La regla de platino y el respeto por la autonomía del otro no nos llevan a aceptar de forma acrítica cualquier deseo o preferencia que se tenga. Para empezar, porque ese deseo puede implicar perjudicar a terceros, otros -tal vez ausentes, tal vez desconocidos- a los que también deberíamos tener en cuenta (argumento de las terceras partes). O sin más, porque puede tratarse de deseos inmaduros, egoístas o autodes-tructivos. Recordemos que el argumento de los deseos racionales hacía referencia a que las querencias aceptables han de poder ser razonadas: remitir a reglas generales, aceptables independientemente del rol que te toque, tanto si eres el sujeto agente como el sujeto paciente de la acción. Estamos hablando de deseos de segundo orden, no solamente de deseos o apetencias momentáneas. Un adicto, por ejemplo, que desea desesperadamente inyectarse heroína, o apostar al póker, o lo que sea, vive apresado en los deseos inmediatos, no es capaz de distanciarse de ellos y de preguntarse qué es lo que de verdad quiere. Respetar la autonomía no solamente negativa (ausencia de obstáculos), sino especialmente positiva del otro (autorrealización) implica ayudarle a aclarar sus auténticos deseos. Para ello tiene que ser conocedor y consciente de las alternativas de que dispone, ejercer la habilidad razonadora de comparar entre esas distintas alternativas y decidir en consonancia. Si el fruto de todo ello, el deseo razonado y razonable, es aún -en nuestra opinión- equivocado, no nos quedará más remedio que aceptarlo, o bien persistir en nuestros intentos de persuadirlo. Es así como entenderíamos la versión madura de la regla de oro. (O de la regla de platino: lo que venimos argumentado es que, bien entendidas, remiten al mismo espíritu).
Complejidad y gradualidad de la regla de oro.
Toda esta complejidad hace que la regla siga recibiendo críticas por parte de varios filósofos de estirpe kantiana. Es el caso de Habermas (163): "El principio 'lo que no quieras que te hagan a ti no se lo hagas tú a los demás' se revela como insuficiente, ya que sigue ligado egocéntricamente a la propia comprensión no tematizada de sí mismo y del mundo". Y es que, en los asuntos más enrevesados, donde hay mucha gente implicada, nos enfrentamos para empezar con el problema de una adecuada comprensión intersubjetiva de los intereses de todos y cada uno. Ya sabemos que Habermas defiende que esa adecuada comprensión debería producirse en el seno de un diálogo argumentado en el que, de ser posible, participaran como libres e iguales todos los afectados, se escucharan unos a otros y buscasen la solución razonada que mejor pudiese satisfacer los legítimos intereses de cada uno.

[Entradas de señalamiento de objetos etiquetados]
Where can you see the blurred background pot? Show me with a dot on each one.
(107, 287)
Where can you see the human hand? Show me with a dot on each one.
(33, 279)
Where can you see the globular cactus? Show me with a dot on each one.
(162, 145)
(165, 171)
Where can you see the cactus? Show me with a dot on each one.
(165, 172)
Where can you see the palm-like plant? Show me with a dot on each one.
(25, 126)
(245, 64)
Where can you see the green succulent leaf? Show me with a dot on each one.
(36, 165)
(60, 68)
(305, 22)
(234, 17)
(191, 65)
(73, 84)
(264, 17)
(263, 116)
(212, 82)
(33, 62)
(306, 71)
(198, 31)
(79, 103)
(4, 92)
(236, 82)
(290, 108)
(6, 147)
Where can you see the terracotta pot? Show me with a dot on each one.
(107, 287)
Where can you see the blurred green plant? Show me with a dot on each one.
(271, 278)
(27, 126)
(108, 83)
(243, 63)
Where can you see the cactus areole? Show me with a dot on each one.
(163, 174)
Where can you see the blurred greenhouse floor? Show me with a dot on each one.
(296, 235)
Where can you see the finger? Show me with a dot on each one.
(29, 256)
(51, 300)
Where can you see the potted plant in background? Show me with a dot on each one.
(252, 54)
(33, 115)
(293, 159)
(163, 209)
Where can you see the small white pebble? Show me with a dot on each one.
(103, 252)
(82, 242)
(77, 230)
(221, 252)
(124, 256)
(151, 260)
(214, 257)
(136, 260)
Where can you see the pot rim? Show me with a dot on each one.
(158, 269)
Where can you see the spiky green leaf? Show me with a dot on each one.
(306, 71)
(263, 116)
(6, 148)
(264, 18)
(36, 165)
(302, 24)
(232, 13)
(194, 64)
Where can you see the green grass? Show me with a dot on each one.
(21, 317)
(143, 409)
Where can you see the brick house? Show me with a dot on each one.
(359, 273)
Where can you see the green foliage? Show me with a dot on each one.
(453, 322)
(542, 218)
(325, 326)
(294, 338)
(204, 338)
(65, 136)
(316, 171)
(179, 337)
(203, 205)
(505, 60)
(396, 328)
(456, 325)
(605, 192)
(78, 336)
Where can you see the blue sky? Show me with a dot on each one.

Tarea a realizar
Según el fragmento sobre la regla de oro, ¿por qué juzga Habermas insuficiente el principio "lo que no quieras que te hagan a ti no se lo hagas tú a los demás"?

Respuesta escrita
Porque sigue ligado egocéntricamente a la propia comprensión no tematizada de sí mismo y del mundo.